*TEXTO DE LEITURA*:
A indignidade de Esaú aparece com todas as letras em Hebreus 12:16-17: “Não haja algum impuro, ou profano, como foi Esaú, o qual, por um repasto, vendeu o seu direito de primogenitura. Pois sabeis também que, posteriormente, querendo herdar a bênção, foi rejeitado, pois não achou lugar de arrependimento, embora, com lágrimas, o tivesse buscado”.
Esses versos alijam Esaú completamente da bênção a Israel. Excluem-no não por ter dado origem a outra descendência, mas por não ser parte de Israel em espírito, isto é, por não ter o coração circuncidado. Um homem assim, ainda que busque a bênção com lágrimas, não um só dia, mas mil, não a alcançará, pois não possui o princípio necessário para alcançá-la. Esse princípio é a eleição de Deus.
Notem que Esaú cria em Deus. Mas essa fé era uma construção sua. Não vinha de Deus. Não era um dom divino. Portanto, nem mesmo a fé, como gênero, basta para garantir a bênção de Deus. O que basta é a fé que é dom. Em Apocalipse 3:14, Cristo é chamado o Amém. Nenhum vocábulo simboliza tanto a fé nas promessas de Deus quanto esse que se pronuncia ao final de toda palavra inspirada. No entanto, o amém não está em nós, não vem de nós: é o próprio Cristo. Dele é a fé que Esaú não possuía.

*LISTAGEM APRESENTADA*:

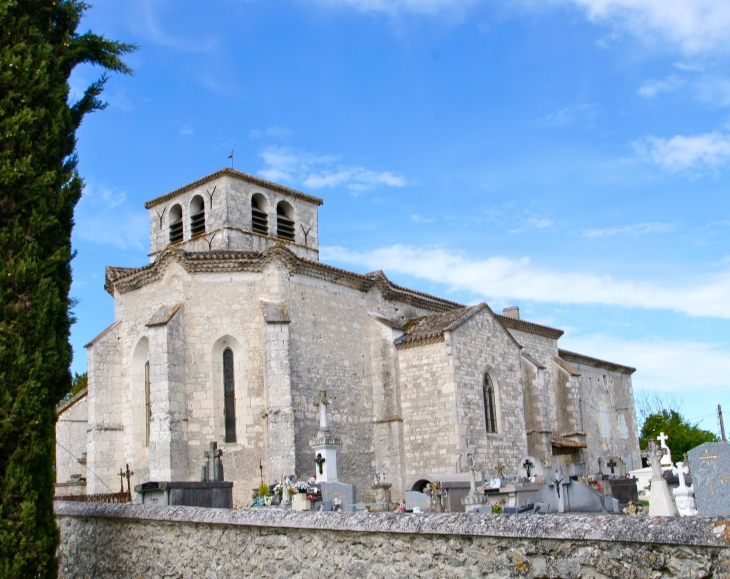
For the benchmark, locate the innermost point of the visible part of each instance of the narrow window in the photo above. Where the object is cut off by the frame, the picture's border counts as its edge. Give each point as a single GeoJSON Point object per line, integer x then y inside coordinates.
{"type": "Point", "coordinates": [147, 407]}
{"type": "Point", "coordinates": [197, 216]}
{"type": "Point", "coordinates": [229, 409]}
{"type": "Point", "coordinates": [489, 413]}
{"type": "Point", "coordinates": [259, 217]}
{"type": "Point", "coordinates": [175, 224]}
{"type": "Point", "coordinates": [285, 227]}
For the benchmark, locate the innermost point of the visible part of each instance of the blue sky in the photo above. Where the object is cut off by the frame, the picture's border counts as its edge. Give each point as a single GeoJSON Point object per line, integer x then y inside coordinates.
{"type": "Point", "coordinates": [571, 157]}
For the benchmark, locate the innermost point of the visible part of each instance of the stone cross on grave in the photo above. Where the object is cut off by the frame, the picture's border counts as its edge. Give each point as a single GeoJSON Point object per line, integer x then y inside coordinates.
{"type": "Point", "coordinates": [654, 453]}
{"type": "Point", "coordinates": [528, 465]}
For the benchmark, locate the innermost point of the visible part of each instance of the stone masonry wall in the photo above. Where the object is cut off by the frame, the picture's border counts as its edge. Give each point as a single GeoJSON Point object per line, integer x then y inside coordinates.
{"type": "Point", "coordinates": [130, 541]}
{"type": "Point", "coordinates": [478, 346]}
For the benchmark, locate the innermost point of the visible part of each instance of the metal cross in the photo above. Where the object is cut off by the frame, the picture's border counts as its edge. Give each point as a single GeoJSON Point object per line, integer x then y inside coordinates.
{"type": "Point", "coordinates": [319, 461]}
{"type": "Point", "coordinates": [528, 465]}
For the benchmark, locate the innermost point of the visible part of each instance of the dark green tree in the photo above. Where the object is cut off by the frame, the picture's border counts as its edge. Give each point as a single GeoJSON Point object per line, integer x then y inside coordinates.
{"type": "Point", "coordinates": [39, 188]}
{"type": "Point", "coordinates": [683, 435]}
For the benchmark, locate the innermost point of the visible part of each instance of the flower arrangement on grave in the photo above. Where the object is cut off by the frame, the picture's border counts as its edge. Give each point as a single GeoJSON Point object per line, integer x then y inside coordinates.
{"type": "Point", "coordinates": [301, 486]}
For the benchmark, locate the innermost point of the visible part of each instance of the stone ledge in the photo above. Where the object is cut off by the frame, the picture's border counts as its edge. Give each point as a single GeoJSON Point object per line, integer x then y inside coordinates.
{"type": "Point", "coordinates": [697, 531]}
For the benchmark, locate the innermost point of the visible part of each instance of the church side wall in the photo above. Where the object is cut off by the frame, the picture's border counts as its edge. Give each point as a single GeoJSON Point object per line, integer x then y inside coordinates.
{"type": "Point", "coordinates": [543, 350]}
{"type": "Point", "coordinates": [71, 443]}
{"type": "Point", "coordinates": [428, 402]}
{"type": "Point", "coordinates": [609, 393]}
{"type": "Point", "coordinates": [478, 346]}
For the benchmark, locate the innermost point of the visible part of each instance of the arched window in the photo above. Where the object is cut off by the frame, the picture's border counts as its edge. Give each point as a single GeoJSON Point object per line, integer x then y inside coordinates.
{"type": "Point", "coordinates": [259, 217]}
{"type": "Point", "coordinates": [147, 407]}
{"type": "Point", "coordinates": [285, 226]}
{"type": "Point", "coordinates": [175, 224]}
{"type": "Point", "coordinates": [197, 216]}
{"type": "Point", "coordinates": [489, 409]}
{"type": "Point", "coordinates": [229, 409]}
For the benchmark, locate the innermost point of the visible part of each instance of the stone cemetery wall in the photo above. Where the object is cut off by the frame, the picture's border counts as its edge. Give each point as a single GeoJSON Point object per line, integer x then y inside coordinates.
{"type": "Point", "coordinates": [126, 541]}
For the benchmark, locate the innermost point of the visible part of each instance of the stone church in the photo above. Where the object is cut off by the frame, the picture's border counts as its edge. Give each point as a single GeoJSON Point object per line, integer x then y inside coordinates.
{"type": "Point", "coordinates": [233, 328]}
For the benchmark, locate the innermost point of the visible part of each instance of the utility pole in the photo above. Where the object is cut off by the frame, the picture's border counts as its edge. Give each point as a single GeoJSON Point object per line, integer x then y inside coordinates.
{"type": "Point", "coordinates": [722, 424]}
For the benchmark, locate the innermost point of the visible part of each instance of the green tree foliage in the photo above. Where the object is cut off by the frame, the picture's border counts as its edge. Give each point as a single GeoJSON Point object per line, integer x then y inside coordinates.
{"type": "Point", "coordinates": [39, 188]}
{"type": "Point", "coordinates": [683, 435]}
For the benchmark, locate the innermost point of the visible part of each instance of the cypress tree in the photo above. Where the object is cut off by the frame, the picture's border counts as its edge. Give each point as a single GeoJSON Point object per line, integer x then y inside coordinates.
{"type": "Point", "coordinates": [39, 188]}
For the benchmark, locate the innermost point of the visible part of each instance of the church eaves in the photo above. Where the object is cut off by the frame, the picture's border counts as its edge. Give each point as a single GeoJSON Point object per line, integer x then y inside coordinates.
{"type": "Point", "coordinates": [237, 175]}
{"type": "Point", "coordinates": [123, 280]}
{"type": "Point", "coordinates": [529, 327]}
{"type": "Point", "coordinates": [595, 362]}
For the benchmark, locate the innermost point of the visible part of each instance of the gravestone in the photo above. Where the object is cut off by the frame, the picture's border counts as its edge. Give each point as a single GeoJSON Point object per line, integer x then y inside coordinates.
{"type": "Point", "coordinates": [709, 464]}
{"type": "Point", "coordinates": [684, 495]}
{"type": "Point", "coordinates": [661, 503]}
{"type": "Point", "coordinates": [337, 490]}
{"type": "Point", "coordinates": [415, 499]}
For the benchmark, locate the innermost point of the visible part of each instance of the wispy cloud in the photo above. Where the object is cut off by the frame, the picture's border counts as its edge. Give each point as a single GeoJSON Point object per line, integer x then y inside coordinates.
{"type": "Point", "coordinates": [652, 88]}
{"type": "Point", "coordinates": [322, 171]}
{"type": "Point", "coordinates": [273, 132]}
{"type": "Point", "coordinates": [707, 151]}
{"type": "Point", "coordinates": [393, 7]}
{"type": "Point", "coordinates": [504, 278]}
{"type": "Point", "coordinates": [663, 365]}
{"type": "Point", "coordinates": [532, 223]}
{"type": "Point", "coordinates": [636, 229]}
{"type": "Point", "coordinates": [693, 25]}
{"type": "Point", "coordinates": [583, 114]}
{"type": "Point", "coordinates": [104, 217]}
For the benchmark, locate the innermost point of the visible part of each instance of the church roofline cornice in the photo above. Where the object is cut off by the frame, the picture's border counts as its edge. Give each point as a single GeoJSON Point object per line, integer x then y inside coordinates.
{"type": "Point", "coordinates": [124, 280]}
{"type": "Point", "coordinates": [529, 327]}
{"type": "Point", "coordinates": [228, 172]}
{"type": "Point", "coordinates": [576, 358]}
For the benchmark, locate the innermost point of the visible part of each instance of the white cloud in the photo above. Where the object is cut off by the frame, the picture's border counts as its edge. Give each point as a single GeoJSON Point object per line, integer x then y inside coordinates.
{"type": "Point", "coordinates": [583, 114]}
{"type": "Point", "coordinates": [663, 365]}
{"type": "Point", "coordinates": [393, 7]}
{"type": "Point", "coordinates": [694, 25]}
{"type": "Point", "coordinates": [710, 150]}
{"type": "Point", "coordinates": [497, 278]}
{"type": "Point", "coordinates": [322, 171]}
{"type": "Point", "coordinates": [651, 88]}
{"type": "Point", "coordinates": [532, 223]}
{"type": "Point", "coordinates": [104, 217]}
{"type": "Point", "coordinates": [636, 229]}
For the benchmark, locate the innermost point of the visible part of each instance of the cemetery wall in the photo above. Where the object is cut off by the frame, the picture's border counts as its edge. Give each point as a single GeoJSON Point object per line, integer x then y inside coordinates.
{"type": "Point", "coordinates": [129, 541]}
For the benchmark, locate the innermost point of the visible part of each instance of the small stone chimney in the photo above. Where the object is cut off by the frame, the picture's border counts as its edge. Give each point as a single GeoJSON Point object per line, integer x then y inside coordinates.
{"type": "Point", "coordinates": [512, 312]}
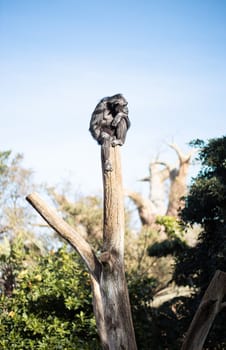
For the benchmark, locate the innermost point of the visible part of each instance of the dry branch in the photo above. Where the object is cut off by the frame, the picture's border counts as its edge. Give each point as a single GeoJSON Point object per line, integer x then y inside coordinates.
{"type": "Point", "coordinates": [68, 233]}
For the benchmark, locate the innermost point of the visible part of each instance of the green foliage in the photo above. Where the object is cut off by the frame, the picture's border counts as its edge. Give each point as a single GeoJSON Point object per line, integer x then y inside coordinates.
{"type": "Point", "coordinates": [167, 247]}
{"type": "Point", "coordinates": [171, 246]}
{"type": "Point", "coordinates": [50, 308]}
{"type": "Point", "coordinates": [206, 206]}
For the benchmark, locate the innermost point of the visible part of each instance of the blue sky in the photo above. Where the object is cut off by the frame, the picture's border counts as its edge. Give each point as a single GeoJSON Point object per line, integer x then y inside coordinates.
{"type": "Point", "coordinates": [58, 58]}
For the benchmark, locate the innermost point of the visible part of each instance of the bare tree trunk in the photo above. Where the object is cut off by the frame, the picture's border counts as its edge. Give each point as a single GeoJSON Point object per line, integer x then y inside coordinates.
{"type": "Point", "coordinates": [113, 285]}
{"type": "Point", "coordinates": [110, 295]}
{"type": "Point", "coordinates": [209, 307]}
{"type": "Point", "coordinates": [178, 186]}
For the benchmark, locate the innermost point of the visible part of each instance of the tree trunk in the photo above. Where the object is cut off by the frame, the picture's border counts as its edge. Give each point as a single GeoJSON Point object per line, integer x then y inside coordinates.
{"type": "Point", "coordinates": [178, 182]}
{"type": "Point", "coordinates": [209, 307]}
{"type": "Point", "coordinates": [110, 295]}
{"type": "Point", "coordinates": [113, 285]}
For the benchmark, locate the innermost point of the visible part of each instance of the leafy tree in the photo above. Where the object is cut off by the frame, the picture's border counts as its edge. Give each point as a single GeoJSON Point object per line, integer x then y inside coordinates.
{"type": "Point", "coordinates": [50, 306]}
{"type": "Point", "coordinates": [206, 206]}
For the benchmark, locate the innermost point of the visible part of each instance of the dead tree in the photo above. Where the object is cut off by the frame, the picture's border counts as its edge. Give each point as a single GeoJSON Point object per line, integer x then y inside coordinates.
{"type": "Point", "coordinates": [159, 172]}
{"type": "Point", "coordinates": [158, 203]}
{"type": "Point", "coordinates": [211, 304]}
{"type": "Point", "coordinates": [178, 182]}
{"type": "Point", "coordinates": [110, 294]}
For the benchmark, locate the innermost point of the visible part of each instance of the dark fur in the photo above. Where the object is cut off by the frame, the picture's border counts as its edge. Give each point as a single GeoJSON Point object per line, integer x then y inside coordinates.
{"type": "Point", "coordinates": [109, 124]}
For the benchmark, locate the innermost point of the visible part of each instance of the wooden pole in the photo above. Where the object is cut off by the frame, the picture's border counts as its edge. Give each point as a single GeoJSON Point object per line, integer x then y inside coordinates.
{"type": "Point", "coordinates": [209, 307]}
{"type": "Point", "coordinates": [110, 295]}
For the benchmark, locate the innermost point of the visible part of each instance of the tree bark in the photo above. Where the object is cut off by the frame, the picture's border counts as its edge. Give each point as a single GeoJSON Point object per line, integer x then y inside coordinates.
{"type": "Point", "coordinates": [113, 284]}
{"type": "Point", "coordinates": [110, 294]}
{"type": "Point", "coordinates": [209, 307]}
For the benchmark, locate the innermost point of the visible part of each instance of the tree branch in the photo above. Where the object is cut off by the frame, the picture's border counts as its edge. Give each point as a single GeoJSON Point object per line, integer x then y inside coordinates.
{"type": "Point", "coordinates": [68, 233]}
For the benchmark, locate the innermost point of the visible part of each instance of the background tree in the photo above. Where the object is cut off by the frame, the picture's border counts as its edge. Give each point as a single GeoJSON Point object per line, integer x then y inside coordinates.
{"type": "Point", "coordinates": [162, 201]}
{"type": "Point", "coordinates": [205, 207]}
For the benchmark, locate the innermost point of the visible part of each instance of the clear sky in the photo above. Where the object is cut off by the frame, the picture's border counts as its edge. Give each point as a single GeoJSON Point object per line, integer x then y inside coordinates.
{"type": "Point", "coordinates": [59, 57]}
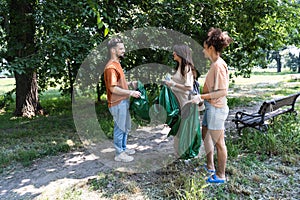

*TAREFA PROPOSTA 1*:
Responda às perguntas abaixo com base no texto sobre Esaú.
(a) Em que passagem bíblica a indignidade de Esaú aparece com todas as letras?
(b) Qual é o princípio necessário para alcançar a bênção?
(c) Como Cristo é chamado em Apocalipse 3:14?
*TAREFA PROPOSTA 2*: Transcreva o trecho do texto sobre Esaú entre "A indignidade de" e "eleição de Deus.", inclusive.

*RESPOSTA COMPLETA 1*:
(a) Em Hebreus 12:16-17.
(b) A eleição de Deus.
(c) O Amém.

*RESPOSTA COMPLETA 2*:
A indignidade de Esaú aparece com todas as letras em Hebreus 12:16-17: “Não haja algum impuro, ou profano, como foi Esaú, o qual, por um repasto, vendeu o seu direito de primogenitura. Pois sabeis também que, posteriormente, querendo herdar a bênção, foi rejeitado, pois não achou lugar de arrependimento, embora, com lágrimas, o tivesse buscado”.
Esses versos alijam Esaú completamente da bênção a Israel. Excluem-no não por ter dado origem a outra descendência, mas por não ser parte de Israel em espírito, isto é, por não ter o coração circuncidado. Um homem assim, ainda que busque a bênção com lágrimas, não um só dia, mas mil, não a alcançará, pois não possui o princípio necessário para alcançá-la. Esse princípio é a eleição de Deus.